# Problème avec Ipod Classic 80GO



## Malizi (8 Août 2010)

Bonjour,

Voilà mon problème,

Après avoir transférer un album sur mon Ipod Classic 80 GO (datant d'Octobre 2007 et formaté Mac), je le remets sur mon Harman Kardon afin de l'écouter et là ... Il m'indique sur l'écran 0 musique, 0 album etc ... plus rien!!
Je le rebranche sur mon Macbook blanc (datant de la même époque), il apparaît sur le bureau, Itunes (vs 9.2) s'ouvre et la petite roue muticolore tourne, tourne, tourne. Itunes ne répond pas. L'icone de l'Ipod n'apparait pas sur la barre gauche. Je suis obligé de forcer à quitter Itunes pour pouvoir éjecter l'Ipod. Je réinistialise l'Ipod, le passe en mode disk, idem. Je change de Mac, idem. L'Ipod ne reconnait plus le contenu, mais m'indique qu'il y a de la musique, des photos et des films.
Comme il plante sous Itunes, il m'est impossible de le restaurer. Si je le déconnecte manuellement, le Mac m'indique que ce n'est pas bien !!! (et ça je le sais) et me dit qu'il ne reconnait pas le contenu et qu'il faut le restaurer, Chose que je veux bien faire mais l'Ipod n'étant plus branché je ne peux pas le faire et si je reconnecte l'Ipod, la petite roue tourne tourne et Itunes ne réponds plus.
Quelqu'un aurait-il déjà eu ce problème et des solutions ???

D'avance Merci.


----------



## Malizi (9 Août 2010)

Comme il était formaté Mac, je l'ai branché sur un PC (!!!!) qui l'a reconnu et j'ai pu le restaurer Windows. 
Mon Mac l'a alors accepté.
Je n'ai plus qu'à le remplir ...


----------

Extraits de données de régions étiquetées:
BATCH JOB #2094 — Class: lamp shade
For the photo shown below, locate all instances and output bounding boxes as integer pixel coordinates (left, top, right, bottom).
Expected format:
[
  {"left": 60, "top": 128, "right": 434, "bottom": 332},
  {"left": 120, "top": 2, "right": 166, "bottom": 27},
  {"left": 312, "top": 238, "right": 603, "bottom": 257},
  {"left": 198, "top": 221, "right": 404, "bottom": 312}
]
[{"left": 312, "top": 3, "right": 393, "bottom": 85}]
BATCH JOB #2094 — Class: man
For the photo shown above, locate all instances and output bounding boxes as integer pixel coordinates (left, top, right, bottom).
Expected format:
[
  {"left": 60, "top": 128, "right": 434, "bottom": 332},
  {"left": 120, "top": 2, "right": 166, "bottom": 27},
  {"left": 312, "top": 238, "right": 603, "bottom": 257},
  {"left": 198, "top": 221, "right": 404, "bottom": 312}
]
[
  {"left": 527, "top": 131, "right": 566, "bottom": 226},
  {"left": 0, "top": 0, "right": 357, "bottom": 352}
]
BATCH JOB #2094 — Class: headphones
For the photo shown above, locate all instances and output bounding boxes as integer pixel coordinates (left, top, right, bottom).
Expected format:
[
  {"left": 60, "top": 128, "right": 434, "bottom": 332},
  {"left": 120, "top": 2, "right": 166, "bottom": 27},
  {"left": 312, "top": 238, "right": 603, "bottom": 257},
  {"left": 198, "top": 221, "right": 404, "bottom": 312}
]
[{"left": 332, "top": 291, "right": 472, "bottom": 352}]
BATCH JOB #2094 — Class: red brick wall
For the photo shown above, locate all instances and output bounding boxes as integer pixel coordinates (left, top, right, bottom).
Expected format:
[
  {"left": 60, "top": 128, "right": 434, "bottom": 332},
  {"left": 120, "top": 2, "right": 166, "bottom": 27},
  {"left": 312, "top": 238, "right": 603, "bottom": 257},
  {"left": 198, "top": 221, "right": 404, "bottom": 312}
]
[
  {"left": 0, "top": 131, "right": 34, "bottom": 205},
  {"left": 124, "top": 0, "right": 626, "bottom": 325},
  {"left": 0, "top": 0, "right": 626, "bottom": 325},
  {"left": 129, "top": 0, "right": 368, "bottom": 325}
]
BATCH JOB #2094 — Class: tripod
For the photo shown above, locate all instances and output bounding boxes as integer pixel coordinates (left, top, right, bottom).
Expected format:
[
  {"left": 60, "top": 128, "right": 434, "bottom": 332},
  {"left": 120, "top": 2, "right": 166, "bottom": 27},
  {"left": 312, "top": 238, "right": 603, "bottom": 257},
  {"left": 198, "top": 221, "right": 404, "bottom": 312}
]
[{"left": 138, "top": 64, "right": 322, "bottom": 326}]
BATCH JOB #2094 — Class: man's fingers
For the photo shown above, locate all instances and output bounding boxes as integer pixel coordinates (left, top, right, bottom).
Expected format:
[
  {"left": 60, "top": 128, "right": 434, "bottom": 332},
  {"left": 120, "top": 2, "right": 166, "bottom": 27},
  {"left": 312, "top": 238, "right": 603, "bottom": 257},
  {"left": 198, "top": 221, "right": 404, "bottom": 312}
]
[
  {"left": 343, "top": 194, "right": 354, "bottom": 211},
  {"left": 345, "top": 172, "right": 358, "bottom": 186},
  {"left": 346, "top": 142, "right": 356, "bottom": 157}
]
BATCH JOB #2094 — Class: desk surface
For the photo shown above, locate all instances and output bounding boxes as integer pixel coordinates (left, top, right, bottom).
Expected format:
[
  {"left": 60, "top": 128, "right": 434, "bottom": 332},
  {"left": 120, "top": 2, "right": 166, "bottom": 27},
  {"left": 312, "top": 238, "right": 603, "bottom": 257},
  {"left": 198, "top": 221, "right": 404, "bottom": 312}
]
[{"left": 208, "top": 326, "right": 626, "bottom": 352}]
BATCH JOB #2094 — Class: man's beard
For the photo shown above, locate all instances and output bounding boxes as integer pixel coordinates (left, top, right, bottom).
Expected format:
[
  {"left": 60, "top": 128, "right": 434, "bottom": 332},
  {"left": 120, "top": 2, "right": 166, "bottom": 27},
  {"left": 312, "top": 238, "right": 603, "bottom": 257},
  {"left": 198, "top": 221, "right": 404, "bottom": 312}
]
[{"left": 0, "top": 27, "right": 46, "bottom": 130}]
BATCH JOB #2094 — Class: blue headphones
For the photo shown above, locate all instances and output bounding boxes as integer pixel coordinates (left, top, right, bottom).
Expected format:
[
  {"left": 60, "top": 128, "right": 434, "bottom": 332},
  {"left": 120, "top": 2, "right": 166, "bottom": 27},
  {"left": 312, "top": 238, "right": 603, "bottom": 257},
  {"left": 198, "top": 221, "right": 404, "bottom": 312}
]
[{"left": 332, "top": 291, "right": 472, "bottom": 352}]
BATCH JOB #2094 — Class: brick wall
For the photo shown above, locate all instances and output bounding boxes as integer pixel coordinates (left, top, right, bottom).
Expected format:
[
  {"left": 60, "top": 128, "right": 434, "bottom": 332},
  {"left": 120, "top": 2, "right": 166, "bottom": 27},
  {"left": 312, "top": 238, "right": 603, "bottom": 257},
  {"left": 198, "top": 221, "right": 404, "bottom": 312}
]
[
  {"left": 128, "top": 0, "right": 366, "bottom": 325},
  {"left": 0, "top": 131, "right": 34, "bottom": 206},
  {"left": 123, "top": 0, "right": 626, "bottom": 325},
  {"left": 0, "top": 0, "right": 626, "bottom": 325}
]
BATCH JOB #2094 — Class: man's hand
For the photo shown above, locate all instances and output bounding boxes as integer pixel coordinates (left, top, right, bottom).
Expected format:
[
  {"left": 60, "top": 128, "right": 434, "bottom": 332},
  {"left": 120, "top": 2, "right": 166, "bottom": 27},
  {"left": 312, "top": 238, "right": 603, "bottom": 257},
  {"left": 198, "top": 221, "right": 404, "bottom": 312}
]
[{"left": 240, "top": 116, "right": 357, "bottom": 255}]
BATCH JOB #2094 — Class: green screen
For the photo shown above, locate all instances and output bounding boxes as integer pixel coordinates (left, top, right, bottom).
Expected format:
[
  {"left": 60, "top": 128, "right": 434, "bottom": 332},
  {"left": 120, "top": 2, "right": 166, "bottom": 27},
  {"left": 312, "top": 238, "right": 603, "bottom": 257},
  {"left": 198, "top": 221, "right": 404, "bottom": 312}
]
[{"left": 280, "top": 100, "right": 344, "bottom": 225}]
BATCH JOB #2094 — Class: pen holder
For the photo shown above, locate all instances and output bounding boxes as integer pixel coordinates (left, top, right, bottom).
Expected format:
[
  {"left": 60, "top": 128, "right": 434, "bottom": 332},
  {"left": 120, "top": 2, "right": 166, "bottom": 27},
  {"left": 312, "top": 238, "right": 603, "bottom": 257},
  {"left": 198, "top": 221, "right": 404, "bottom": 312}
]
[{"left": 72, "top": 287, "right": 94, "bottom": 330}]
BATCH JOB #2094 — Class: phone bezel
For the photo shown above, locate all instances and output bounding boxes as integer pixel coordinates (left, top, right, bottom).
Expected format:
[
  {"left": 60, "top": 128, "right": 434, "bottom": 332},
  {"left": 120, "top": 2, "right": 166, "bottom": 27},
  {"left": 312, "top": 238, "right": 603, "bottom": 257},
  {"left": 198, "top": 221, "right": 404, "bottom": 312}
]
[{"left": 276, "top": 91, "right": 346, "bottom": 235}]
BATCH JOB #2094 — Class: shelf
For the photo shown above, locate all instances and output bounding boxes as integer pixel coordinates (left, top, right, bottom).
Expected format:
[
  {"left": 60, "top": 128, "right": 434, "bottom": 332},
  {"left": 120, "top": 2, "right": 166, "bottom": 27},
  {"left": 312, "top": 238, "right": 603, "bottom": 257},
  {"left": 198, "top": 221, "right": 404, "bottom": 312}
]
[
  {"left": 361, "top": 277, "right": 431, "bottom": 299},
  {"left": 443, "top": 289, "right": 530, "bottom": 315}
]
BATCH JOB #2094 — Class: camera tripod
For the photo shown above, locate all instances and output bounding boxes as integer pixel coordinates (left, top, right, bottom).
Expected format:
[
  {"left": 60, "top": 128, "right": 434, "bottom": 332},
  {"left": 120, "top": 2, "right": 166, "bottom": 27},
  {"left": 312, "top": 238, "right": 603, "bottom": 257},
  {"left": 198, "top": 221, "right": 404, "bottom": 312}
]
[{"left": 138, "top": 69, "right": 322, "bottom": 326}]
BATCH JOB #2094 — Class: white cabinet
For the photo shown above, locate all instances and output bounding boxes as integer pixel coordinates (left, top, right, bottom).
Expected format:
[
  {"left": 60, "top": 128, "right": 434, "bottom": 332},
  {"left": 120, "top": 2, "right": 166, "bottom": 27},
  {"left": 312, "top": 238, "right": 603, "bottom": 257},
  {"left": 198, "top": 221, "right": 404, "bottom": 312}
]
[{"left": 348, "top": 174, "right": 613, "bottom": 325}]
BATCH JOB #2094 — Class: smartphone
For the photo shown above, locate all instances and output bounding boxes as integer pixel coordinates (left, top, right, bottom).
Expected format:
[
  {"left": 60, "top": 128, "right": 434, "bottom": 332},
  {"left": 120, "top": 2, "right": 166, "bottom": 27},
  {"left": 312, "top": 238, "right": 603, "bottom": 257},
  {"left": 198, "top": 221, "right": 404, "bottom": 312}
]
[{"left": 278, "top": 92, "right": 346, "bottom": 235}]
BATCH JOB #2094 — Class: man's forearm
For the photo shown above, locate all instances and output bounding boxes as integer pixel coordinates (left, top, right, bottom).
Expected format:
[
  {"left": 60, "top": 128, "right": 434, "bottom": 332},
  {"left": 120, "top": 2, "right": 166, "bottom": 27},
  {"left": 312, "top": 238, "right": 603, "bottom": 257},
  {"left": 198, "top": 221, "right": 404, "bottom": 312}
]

**Exercices**
- 1) Résumez le fil de discussion en deux phrases.
- 2) D'après le fil de discussion, quelle version d'iTunes l'auteur utilise-t-il ?
- 3) Réécrivez le passage du fil de discussion allant de « # Problème avec » jusqu'à « etc ... plus rien!! », en remplaçant « Harman Kardon » par « Bose ».

**Réponses par exercice**
- 1) Après le transfert d'un album, un iPod Classic 80 Go formaté Mac n'affichait plus aucune musique et faisait planter iTunes, ce qui empêchait de le restaurer. Branché sur un PC qui l'a reconnu, il a pu être restauré en Windows, puis le Mac l'a accepté.

- 2) La version 9.2.

- 3)
# Problème avec Ipod Classic 80GO



## Malizi (8 Août 2010)

Bonjour,

Voilà mon problème,

Après avoir transférer un album sur mon Ipod Classic 80 GO (datant d'Octobre 2007 et formaté Mac), je le remets sur mon Bose afin de l'écouter et là ... Il m'indique sur l'écran 0 musique, 0 album etc ... plus rien!!